### DATA ###

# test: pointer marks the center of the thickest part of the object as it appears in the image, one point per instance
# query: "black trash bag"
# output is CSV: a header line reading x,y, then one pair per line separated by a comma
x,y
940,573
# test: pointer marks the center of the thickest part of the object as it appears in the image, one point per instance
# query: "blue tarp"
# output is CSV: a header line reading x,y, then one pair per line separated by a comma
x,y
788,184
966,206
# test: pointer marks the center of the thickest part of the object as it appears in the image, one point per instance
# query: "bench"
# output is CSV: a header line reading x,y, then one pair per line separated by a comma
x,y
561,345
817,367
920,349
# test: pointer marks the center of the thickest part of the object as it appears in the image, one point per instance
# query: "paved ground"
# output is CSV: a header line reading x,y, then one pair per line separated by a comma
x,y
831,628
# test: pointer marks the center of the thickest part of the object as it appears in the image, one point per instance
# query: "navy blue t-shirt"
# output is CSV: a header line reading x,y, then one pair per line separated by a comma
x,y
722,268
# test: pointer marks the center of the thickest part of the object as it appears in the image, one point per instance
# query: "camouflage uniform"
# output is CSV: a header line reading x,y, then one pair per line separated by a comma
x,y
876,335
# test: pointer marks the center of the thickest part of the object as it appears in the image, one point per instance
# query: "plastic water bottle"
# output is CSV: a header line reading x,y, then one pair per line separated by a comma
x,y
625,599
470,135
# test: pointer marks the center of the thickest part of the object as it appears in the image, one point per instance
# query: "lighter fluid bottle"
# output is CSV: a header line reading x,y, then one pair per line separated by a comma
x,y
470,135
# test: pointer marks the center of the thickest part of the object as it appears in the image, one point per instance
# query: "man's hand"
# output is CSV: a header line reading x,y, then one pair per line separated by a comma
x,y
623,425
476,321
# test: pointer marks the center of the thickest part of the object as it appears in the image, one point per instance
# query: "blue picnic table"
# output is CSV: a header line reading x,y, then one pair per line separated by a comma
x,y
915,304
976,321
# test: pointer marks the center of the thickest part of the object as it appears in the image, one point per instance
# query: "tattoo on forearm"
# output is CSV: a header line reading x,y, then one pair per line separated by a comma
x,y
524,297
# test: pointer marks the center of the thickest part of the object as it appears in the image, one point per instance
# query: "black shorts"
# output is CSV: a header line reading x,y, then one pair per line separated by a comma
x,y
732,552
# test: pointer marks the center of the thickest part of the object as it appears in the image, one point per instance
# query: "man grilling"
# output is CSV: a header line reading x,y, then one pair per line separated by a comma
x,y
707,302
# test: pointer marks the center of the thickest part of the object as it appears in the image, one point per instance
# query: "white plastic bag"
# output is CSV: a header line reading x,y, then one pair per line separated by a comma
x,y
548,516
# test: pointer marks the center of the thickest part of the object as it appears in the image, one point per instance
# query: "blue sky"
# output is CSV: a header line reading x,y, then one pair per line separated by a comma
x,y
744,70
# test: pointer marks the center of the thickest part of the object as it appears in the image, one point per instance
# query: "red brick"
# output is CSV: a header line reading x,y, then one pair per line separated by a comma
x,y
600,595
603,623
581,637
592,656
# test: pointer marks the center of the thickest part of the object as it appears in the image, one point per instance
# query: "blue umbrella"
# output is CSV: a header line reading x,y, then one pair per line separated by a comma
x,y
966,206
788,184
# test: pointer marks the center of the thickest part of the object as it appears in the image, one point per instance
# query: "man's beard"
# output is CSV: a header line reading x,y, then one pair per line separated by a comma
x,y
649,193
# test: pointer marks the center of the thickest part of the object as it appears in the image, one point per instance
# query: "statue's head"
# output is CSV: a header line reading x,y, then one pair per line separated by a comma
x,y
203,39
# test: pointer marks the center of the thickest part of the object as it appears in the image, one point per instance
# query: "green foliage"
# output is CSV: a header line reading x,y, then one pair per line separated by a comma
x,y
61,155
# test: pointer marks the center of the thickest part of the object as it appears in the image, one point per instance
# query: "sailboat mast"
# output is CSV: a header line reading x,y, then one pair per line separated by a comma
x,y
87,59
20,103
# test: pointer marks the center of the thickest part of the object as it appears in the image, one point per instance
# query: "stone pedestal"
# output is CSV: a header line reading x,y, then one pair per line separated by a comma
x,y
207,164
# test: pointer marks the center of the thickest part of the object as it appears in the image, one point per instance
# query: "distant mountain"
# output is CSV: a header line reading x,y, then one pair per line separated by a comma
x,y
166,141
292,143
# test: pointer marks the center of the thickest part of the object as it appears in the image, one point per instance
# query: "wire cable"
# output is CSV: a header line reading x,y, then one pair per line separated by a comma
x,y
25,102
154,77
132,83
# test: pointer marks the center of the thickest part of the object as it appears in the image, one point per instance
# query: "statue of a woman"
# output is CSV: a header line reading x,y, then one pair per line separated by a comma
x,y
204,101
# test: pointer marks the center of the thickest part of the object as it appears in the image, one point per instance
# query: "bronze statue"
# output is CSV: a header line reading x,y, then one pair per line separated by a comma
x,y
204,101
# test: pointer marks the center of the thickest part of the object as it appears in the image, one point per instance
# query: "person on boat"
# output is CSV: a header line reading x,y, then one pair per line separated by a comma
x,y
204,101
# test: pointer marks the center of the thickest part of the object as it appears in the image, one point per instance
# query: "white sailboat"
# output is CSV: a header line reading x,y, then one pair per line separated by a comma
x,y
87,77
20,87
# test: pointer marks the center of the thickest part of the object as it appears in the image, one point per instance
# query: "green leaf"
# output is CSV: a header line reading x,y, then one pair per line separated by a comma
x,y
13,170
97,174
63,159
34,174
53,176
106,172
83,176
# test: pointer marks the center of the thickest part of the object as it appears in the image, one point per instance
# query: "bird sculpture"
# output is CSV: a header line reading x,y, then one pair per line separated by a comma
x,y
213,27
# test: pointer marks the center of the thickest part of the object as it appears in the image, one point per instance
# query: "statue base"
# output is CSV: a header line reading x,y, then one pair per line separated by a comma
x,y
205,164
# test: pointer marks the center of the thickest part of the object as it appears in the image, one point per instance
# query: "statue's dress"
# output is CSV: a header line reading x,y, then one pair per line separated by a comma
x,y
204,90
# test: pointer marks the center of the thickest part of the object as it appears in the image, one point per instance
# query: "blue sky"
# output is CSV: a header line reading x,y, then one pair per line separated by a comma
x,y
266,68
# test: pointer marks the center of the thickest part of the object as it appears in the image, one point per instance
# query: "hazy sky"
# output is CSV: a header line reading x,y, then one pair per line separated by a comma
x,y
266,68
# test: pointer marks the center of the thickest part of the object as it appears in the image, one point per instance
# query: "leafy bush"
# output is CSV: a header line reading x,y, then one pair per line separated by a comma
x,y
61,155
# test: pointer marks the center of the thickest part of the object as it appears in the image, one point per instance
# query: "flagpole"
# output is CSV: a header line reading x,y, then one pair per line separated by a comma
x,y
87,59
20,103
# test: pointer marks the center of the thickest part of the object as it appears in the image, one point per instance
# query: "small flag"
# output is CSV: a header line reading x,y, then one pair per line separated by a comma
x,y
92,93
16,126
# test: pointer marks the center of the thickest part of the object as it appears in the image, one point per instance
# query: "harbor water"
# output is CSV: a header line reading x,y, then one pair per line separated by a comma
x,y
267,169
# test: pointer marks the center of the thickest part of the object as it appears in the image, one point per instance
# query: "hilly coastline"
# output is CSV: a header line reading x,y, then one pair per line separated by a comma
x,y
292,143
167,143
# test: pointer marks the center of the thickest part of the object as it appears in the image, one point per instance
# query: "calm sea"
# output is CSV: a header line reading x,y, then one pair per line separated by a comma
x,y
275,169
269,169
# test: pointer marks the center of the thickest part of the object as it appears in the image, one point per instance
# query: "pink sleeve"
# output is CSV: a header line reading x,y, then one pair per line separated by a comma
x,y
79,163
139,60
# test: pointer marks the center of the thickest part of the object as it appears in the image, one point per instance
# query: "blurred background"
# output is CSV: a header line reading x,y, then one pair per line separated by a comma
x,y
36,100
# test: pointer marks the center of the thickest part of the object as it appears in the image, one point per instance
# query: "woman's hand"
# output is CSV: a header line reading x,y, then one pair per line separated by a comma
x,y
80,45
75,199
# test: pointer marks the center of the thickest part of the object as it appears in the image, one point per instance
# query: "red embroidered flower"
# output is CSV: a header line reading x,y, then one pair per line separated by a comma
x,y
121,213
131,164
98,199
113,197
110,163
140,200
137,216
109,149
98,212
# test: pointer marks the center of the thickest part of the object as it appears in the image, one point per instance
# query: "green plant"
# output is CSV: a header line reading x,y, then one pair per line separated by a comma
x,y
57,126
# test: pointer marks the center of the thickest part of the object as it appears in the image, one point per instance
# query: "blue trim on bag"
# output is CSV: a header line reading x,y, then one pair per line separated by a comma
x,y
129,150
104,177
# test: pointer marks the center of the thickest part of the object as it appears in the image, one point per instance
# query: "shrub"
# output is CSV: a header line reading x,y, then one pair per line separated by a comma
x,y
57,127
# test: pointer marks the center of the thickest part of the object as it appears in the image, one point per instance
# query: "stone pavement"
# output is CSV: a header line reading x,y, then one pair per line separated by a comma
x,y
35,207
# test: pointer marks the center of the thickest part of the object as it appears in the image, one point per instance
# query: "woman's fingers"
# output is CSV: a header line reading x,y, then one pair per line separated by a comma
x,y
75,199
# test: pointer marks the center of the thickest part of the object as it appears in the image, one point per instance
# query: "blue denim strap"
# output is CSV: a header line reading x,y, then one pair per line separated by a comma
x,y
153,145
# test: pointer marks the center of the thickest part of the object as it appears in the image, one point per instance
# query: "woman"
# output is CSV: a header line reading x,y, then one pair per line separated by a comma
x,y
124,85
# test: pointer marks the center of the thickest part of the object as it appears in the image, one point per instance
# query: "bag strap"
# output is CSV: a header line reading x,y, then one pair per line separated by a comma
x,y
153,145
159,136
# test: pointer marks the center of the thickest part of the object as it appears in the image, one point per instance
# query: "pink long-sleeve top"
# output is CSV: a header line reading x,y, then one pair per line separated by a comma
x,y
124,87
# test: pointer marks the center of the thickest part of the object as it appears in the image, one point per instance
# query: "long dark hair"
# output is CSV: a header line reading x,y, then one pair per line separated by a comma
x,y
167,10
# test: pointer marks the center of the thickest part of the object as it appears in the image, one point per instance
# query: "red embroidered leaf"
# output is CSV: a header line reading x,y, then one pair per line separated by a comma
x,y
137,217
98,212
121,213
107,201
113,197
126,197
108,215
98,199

###

WORK ORDER:
Which lines of the data contain the string "plastic"? Copy each one.

FINISHED TASK:
# query: "plastic water bottle"
# query: "white plastic bag"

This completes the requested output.